▶ What needs to be done: The data below must be returned in full and exactly.

▶ Supplied entries:
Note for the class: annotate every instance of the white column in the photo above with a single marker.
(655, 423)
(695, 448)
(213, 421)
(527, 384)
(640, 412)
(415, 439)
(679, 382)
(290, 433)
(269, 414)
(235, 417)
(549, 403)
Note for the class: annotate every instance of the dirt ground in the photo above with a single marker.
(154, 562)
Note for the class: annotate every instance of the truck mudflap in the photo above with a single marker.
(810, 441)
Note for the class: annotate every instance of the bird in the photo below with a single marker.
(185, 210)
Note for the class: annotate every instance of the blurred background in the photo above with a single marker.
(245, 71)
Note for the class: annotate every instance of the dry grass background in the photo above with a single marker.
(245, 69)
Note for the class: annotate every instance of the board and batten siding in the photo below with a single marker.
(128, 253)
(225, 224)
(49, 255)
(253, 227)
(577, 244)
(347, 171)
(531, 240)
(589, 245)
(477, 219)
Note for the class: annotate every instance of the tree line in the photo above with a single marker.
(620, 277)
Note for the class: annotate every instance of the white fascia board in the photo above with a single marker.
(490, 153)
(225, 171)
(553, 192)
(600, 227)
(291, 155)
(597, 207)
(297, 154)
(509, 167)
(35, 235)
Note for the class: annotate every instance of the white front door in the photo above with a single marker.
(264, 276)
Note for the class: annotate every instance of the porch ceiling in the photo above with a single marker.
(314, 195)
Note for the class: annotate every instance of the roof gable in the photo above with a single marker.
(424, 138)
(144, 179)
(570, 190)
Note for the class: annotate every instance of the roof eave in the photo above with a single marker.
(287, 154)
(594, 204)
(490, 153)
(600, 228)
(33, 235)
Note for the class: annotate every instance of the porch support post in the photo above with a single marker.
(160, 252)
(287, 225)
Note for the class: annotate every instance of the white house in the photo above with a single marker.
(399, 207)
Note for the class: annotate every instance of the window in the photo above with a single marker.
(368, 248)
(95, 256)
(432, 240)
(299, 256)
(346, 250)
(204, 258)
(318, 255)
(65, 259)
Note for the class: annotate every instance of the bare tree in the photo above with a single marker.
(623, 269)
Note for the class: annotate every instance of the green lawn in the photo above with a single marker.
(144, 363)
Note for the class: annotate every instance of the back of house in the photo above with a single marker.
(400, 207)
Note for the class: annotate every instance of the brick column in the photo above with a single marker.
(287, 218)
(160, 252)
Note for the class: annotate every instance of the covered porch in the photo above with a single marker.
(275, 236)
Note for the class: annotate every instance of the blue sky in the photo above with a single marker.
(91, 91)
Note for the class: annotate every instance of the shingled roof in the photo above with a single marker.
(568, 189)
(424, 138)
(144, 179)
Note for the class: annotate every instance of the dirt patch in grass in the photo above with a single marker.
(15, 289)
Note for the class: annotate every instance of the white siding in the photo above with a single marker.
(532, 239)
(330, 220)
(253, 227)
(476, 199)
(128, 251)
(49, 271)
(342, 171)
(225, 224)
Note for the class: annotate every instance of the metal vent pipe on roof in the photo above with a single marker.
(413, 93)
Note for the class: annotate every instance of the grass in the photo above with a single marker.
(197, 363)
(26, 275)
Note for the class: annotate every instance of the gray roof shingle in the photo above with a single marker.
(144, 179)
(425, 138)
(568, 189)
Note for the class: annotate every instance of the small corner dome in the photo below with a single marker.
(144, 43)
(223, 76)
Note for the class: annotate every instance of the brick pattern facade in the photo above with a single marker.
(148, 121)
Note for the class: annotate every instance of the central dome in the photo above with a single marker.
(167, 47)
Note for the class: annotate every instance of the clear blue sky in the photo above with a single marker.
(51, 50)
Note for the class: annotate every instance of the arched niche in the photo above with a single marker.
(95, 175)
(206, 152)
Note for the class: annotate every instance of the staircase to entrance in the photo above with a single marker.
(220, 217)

▶ Exercise solution:
Note for the class: annotate every instance of the white column in the photo above with a single marker.
(655, 423)
(695, 448)
(213, 421)
(527, 384)
(640, 412)
(415, 439)
(679, 382)
(290, 433)
(269, 414)
(235, 417)
(549, 403)
Note for the class: annotate every instance of the dirt ground in the photo above with a single marker.
(154, 562)
Note for the class: annotate every instance of the truck mudflap in the photo above with a single marker.
(810, 441)
Note for the class: annotate every instance of the bird in the photo below with a single marker.
(185, 210)
Note for the class: annotate every instance of the blurred background in the photo above with a single marker.
(245, 71)
Note for the class: annotate every instance of the dry grass background in the photo above with a single marker.
(245, 69)
Note for the class: annotate every instance of the board and batten siding in the photo below with a single marker.
(128, 253)
(225, 224)
(49, 255)
(253, 227)
(577, 244)
(347, 171)
(531, 240)
(589, 245)
(477, 219)
Note for the class: annotate every instance of the tree line in the photo above with a single marker.
(620, 277)
Note for the class: annotate every instance of the white fascia board in the photo above with a single marker.
(490, 153)
(225, 171)
(553, 192)
(600, 227)
(291, 155)
(597, 207)
(297, 154)
(509, 167)
(35, 235)
Note for the class: annotate every instance of the white front door in the photo above with a single marker.
(264, 276)
Note for the class: annotate every instance of the porch ceiling in the photo above with a single marker.
(314, 195)
Note for the class: annotate every instance of the roof gable in the photo above with a single marker.
(424, 138)
(144, 179)
(570, 190)
Note for the class: annotate every instance of the roof eave in the photo above with a single marker.
(287, 154)
(594, 204)
(490, 153)
(600, 228)
(33, 235)
Note for the class: annotate every instance of the porch support post in the photo above with a single marker.
(160, 252)
(287, 225)
Note for the class: annotate every instance of the white house in the photo above with a single marker.
(399, 207)
Note for the class: annotate every instance of the window in the photo above with a single marker.
(368, 248)
(95, 256)
(432, 240)
(299, 256)
(346, 250)
(204, 258)
(318, 255)
(65, 259)
Note for the class: annotate every instance of the bare tree in the photo above with a single marker.
(623, 269)
Note for the class: annotate every instance of the green lawn in the photo above with a single marker.
(144, 363)
Note for the class: annotate every instance of the back of house in the photo above with a single marker.
(400, 207)
Note for the class: annotate every instance of the brick column in the photo above with a single marker.
(287, 218)
(160, 252)
Note for the class: annotate every instance of the covered porch in the photo above with a single marker.
(275, 236)
Note for the class: annotate every instance of the blue sky in the photo above with a single marker.
(91, 91)
Note for the class: annotate every instance of the shingled roof in the photo above with a single marker.
(568, 189)
(424, 138)
(144, 179)
Note for the class: annotate every instance of the dirt patch in grass in the photo above with a single marker.
(15, 289)
Note for the class: annotate every instance of the white siding in the photo above with a single marker.
(532, 239)
(330, 220)
(253, 227)
(476, 199)
(128, 251)
(49, 271)
(342, 171)
(225, 224)
Note for the class: annotate every instance of the metal vent pipe on roof in the photo above with a single marker.
(413, 93)
Note for the class: annotate every instance of the grass in the photo above with a single marker.
(197, 363)
(26, 275)
Note for the class: annotate every instance of the gray roof shingle in the photo above with a single marker.
(144, 179)
(425, 138)
(568, 189)
Note for the class: annotate every instance of the small corner dome in the photo below with a single marker.
(144, 43)
(223, 76)
Note for the class: annotate every instance of the brick pattern facade in the photo above with a single marker.
(148, 121)
Note for the class: annotate every instance of the central dome in the photo above with a single marker.
(167, 47)
Note for the class: annotate every instance of the clear blue sky in the photo above with a single marker.
(51, 50)
Note for the class: annotate every instance of the arched niche in the photo above with a single marker.
(95, 175)
(206, 152)
Note for the class: annotate every instance of the staircase to entrance in the photo above with a single marker.
(220, 217)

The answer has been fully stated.